> _Exercise objective_
Write out the rows below word for word, omitting the pictures.

* BEGIN Information provided *

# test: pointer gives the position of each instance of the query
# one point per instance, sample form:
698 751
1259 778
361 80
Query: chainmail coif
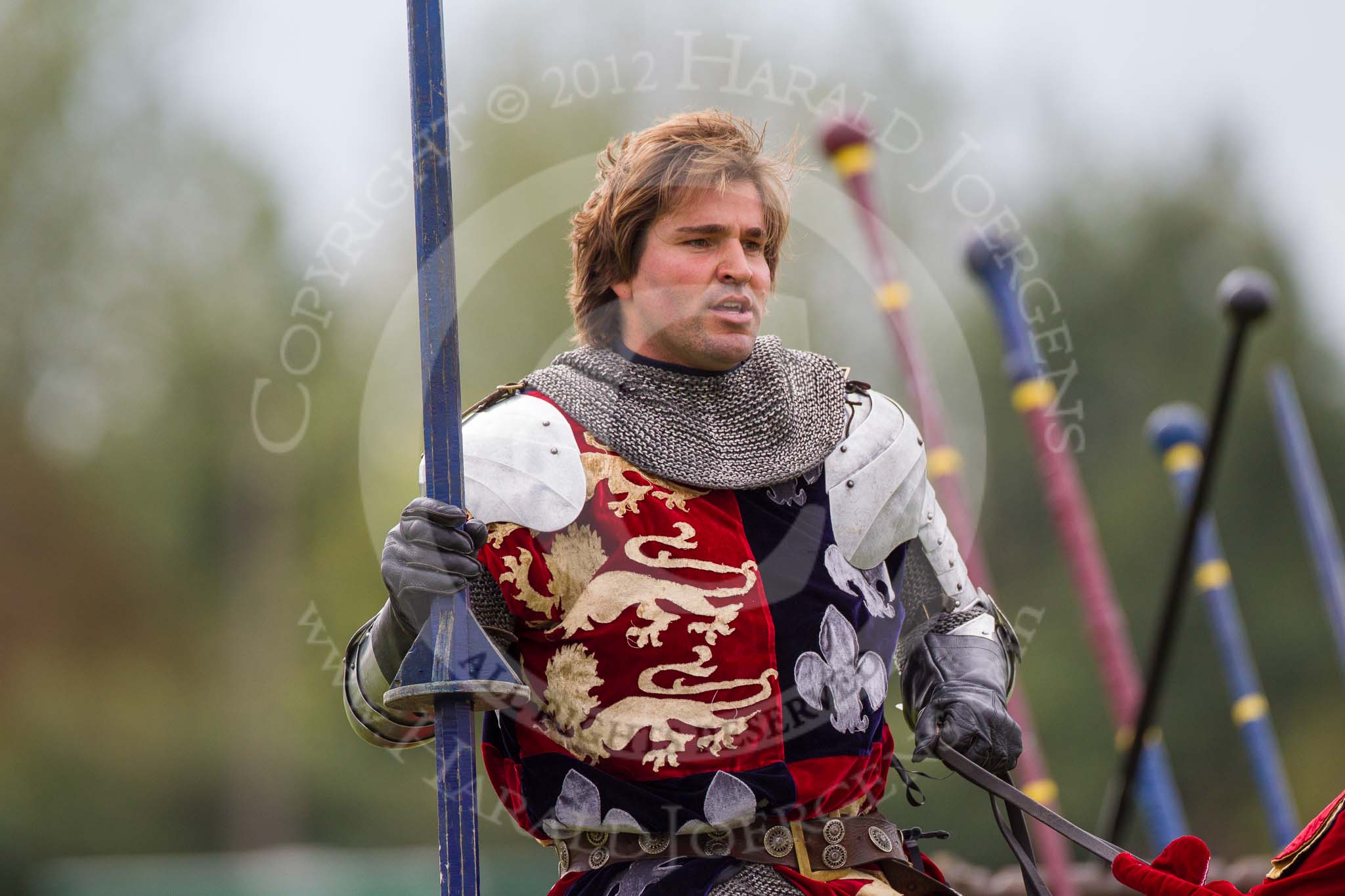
768 419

* END Information provided *

> _Full response_
# test: pointer gives the position of each instance of the query
# one point per instance, sample form:
698 751
1259 778
361 80
Query: chainmail coif
768 419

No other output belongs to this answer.